- [Activity]: Each line of the material should be retyped without alteration.

────

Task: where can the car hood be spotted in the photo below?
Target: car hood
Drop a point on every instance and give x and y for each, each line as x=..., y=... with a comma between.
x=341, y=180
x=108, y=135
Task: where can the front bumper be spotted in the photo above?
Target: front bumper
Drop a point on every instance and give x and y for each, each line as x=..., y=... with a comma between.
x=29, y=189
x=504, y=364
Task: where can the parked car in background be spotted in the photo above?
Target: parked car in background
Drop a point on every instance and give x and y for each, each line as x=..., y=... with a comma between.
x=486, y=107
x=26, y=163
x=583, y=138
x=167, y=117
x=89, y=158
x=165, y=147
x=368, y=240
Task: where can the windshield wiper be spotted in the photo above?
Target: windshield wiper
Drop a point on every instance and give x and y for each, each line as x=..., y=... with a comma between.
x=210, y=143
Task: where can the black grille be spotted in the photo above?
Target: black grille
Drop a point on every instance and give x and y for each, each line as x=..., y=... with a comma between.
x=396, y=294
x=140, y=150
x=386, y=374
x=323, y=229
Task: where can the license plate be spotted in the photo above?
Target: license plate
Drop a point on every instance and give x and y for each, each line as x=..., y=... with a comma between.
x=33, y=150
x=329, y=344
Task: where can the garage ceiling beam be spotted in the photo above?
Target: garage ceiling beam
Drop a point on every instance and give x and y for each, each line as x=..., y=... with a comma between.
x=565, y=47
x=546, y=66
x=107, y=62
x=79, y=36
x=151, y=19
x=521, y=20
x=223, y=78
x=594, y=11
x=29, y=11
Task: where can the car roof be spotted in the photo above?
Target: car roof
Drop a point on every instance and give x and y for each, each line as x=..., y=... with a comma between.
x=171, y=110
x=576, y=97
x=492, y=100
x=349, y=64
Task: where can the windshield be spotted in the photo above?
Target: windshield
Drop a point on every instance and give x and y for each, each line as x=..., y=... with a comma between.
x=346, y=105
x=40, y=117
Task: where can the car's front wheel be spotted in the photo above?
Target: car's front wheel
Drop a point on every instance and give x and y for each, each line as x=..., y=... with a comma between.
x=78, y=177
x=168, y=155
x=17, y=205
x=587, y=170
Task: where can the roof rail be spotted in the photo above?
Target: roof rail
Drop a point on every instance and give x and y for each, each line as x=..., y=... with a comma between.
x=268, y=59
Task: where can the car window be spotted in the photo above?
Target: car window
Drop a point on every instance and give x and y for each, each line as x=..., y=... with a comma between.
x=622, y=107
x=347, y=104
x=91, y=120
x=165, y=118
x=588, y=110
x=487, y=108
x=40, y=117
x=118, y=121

────

- [Reply to the task]:
Task: where can the car hood be spotted in the photo below?
Target: car hood
Drop a point on every instance and give x and y for each, each line as x=..., y=... with a comma between.
x=341, y=180
x=108, y=135
Task: where can the front bumper be spotted in the photo above?
Target: front bumper
Drop a point on every instance and give x and y for each, each line as x=..., y=... with a comma between.
x=29, y=189
x=504, y=364
Task: where can the parked car in background be spotted in the photo above?
Target: parked car in background
Drop a point on every instance and give x and y for each, each line as x=..., y=... with a comma between.
x=486, y=107
x=26, y=163
x=583, y=138
x=167, y=117
x=89, y=158
x=165, y=147
x=368, y=240
Task: where can the windshield wiper be spotted in the photo above?
Target: windshield wiper
Drop a point on every instance and give x and y for each, each line as x=..., y=... with a comma between.
x=210, y=143
Task: where can the black grille be spotted in the photo above?
Target: black grille
Drop a point on every instance and give x and y for each, each line as x=..., y=... with a comma between.
x=396, y=294
x=140, y=150
x=386, y=374
x=323, y=229
Task: where can the license plate be spotted in the photo above?
Target: license plate
Drop a point on every instance and give x and y for each, each line as x=..., y=... with a comma between.
x=33, y=150
x=329, y=344
Task: where can the garage ceiling beam be spotted in the photo above?
Target: garage ceiling beam
Drop a point on every instance and give x and y for each, each line as x=..., y=... with a comma between.
x=565, y=47
x=546, y=66
x=107, y=62
x=79, y=36
x=151, y=19
x=521, y=20
x=223, y=78
x=594, y=11
x=29, y=11
Task: where can the car roof be spotted in the photo above?
Target: car roof
Drop a point on every instance and give x and y for each, each line as x=..., y=... with a comma between.
x=171, y=110
x=576, y=97
x=492, y=100
x=349, y=64
Task: where can the windshield be spotted in the photo above?
Target: windshield
Drop a point on every instance and give x and y for each, each line as x=..., y=... with a comma between.
x=346, y=105
x=40, y=117
Task: where can the car's front wheel be spotted in the photo above?
Target: car's front wheel
Drop a point on every instance and give x and y for each, each line as x=..., y=... with a comma between.
x=78, y=177
x=168, y=155
x=17, y=205
x=587, y=170
Task: where can the roof rail be spotted in the photo above?
Target: roof rail
Drop a point on every instance and give x and y for each, each line as x=..., y=... with a comma between.
x=268, y=59
Task: where can the car window be spotted in the photo above?
Target: car window
Drop a point on every instance and give x and y for each, each line as x=..., y=... with a comma between.
x=622, y=107
x=347, y=104
x=91, y=120
x=165, y=118
x=588, y=110
x=487, y=108
x=40, y=117
x=118, y=121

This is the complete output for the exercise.